- [Quoted passage]
○ ○ ○
The Pittsburgh Steelers’ keys to victory could come down to two huge factors.

NFL: Atlanta Falcons at Pittsburgh Steelers Philip G. Pavely-USA TODAY Sports

It’s probably a stretch to call the sixth game of the season a “must-win” for the Steelers. But at 2-2-1 with a contest at division-leading Cincinnati (4-1) on Sunday, this is about as close as you can get.

A win puts the Steelers just a half-game back of the AFC North lead. A loss drops them two and a half back with an 0-2-1 mark in the division. “Must-win?” Maybe not. “Really really really need to win to make their path to the playoffs more realistic?” Absolutely.

I would guess Mike Tomlin has hammered this message home all week. The message is clear. What may be murkier is how the message will be realized. The Bengals are 2-0 at home this year with an impressive win over Baltimore and a momentum-building comeback from seventeen points down last Sunday against then 3-1 Miami. The Steelers will need to play their best game of the season if they are to leave the not-so-friendly confines of Paul Brown Stadium with their division title hopes in tact.
○ ○ ○
- [Written task a] In the rows, rewrite the lines from the line containing "Where can you see the front yard" up to and including the line containing "point(301, 284)" as a JSON list of strings, one string per line and blank lines omitted.
The opening text and the rows that follow have no connection to each other.

- [Dataset extract]
○ ○ ○
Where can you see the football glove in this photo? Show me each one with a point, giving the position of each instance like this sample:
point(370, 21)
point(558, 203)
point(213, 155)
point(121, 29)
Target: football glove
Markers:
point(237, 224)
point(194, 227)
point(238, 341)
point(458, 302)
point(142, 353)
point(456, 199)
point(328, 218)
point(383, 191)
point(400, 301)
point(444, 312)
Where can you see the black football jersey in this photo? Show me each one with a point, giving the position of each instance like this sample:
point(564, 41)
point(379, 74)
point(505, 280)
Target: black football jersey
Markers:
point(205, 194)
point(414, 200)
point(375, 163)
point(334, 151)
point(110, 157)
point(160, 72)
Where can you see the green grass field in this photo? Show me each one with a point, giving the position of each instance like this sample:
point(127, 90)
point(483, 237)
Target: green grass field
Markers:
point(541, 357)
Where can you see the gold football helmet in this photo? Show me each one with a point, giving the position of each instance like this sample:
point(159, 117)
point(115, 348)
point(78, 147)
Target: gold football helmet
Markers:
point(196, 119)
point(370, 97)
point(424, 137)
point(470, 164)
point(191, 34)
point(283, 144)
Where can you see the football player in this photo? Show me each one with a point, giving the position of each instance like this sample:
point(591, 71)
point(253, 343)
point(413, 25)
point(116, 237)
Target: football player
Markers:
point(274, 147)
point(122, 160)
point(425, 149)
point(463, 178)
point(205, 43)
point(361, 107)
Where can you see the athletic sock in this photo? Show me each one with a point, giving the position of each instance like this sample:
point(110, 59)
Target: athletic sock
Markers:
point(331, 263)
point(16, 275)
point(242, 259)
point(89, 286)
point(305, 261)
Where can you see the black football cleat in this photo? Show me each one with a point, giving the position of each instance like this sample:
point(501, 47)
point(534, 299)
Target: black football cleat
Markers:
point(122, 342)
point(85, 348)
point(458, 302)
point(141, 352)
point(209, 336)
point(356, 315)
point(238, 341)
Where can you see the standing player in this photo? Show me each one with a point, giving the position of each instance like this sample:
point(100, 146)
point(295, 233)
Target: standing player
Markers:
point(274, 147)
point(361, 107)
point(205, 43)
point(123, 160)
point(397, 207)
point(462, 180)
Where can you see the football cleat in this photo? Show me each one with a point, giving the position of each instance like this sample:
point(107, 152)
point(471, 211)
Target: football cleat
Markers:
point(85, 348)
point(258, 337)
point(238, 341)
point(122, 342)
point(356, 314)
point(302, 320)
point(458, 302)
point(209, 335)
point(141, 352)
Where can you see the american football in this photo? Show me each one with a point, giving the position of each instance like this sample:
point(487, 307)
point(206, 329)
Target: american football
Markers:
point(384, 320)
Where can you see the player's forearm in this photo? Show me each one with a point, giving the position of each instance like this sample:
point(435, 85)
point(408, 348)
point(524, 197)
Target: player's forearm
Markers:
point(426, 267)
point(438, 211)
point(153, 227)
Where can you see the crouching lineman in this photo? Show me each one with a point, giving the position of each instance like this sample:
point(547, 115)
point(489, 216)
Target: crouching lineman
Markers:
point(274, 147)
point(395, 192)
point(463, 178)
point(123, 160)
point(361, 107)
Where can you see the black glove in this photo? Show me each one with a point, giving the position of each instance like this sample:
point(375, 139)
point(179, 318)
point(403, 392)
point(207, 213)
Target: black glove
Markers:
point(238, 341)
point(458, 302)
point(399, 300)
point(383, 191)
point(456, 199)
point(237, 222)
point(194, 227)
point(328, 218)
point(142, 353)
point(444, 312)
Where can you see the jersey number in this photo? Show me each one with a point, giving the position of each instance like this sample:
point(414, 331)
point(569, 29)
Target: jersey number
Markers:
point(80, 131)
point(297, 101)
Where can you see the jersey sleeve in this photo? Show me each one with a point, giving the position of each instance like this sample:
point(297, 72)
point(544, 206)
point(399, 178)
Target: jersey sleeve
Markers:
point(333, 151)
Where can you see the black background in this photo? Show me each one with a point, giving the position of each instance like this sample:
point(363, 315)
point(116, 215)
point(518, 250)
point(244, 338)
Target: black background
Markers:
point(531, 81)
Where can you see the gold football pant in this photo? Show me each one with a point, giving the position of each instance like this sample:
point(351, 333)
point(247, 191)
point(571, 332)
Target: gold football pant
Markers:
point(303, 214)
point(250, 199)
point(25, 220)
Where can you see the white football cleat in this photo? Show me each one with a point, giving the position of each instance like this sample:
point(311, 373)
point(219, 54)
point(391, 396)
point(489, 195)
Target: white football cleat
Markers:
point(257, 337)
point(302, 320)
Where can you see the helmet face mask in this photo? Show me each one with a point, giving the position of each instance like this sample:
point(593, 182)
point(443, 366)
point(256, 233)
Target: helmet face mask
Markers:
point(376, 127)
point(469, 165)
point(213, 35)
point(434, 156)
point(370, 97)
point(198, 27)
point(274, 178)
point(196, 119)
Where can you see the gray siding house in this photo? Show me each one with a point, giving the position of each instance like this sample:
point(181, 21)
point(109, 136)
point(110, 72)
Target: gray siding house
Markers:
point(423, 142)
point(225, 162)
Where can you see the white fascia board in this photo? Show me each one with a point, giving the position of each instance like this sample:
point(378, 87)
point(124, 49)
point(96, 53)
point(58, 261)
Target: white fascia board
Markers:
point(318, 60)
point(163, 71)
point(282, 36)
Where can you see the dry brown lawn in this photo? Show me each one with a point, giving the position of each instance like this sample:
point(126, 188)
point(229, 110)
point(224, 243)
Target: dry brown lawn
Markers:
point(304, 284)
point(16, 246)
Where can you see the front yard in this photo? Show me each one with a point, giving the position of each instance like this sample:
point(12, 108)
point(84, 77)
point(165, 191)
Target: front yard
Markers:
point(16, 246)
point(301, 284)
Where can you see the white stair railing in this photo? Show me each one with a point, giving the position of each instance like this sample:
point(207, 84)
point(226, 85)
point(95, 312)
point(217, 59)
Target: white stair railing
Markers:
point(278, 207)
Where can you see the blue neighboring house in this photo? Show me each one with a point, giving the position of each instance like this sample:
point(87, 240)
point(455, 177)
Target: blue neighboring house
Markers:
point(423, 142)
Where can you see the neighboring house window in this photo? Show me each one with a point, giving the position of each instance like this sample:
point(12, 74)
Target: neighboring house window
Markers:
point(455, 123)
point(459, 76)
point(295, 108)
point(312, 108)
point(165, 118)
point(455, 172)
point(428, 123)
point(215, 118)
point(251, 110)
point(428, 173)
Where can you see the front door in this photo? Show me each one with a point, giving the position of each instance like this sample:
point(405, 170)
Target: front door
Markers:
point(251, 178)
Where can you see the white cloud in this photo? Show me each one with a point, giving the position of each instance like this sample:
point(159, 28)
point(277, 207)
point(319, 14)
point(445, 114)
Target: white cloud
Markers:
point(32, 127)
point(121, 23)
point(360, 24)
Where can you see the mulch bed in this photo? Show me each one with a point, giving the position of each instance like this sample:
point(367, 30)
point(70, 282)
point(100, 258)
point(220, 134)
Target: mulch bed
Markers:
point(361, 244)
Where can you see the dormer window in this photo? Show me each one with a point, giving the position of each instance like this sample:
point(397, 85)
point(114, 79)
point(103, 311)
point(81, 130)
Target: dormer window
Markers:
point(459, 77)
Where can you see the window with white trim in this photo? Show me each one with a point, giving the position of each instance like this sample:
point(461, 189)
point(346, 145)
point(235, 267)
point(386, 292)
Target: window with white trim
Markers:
○ ○ ○
- [Written task b] Summarize the Steelers game preview in two sentences.

- [Task result a]
[
  "Where can you see the front yard in this photo? Show me each one with a point, giving the position of each instance like this sample:",
  "point(12, 108)",
  "point(84, 77)",
  "point(165, 191)",
  "Target: front yard",
  "Markers:",
  "point(16, 246)",
  "point(301, 284)"
]

- [Task result b] At 2-2-1, the Steelers play division-leading Cincinnati (4-1) in a game that is nearly a must-win: a win would leave them a half-game behind the AFC North lead, while a loss would drop them two and a half games back with an 0-2-1 division record. The Bengals are 2-0 at home, so the Steelers will need their best game of the season to leave Paul Brown Stadium with their division title hopes still standing.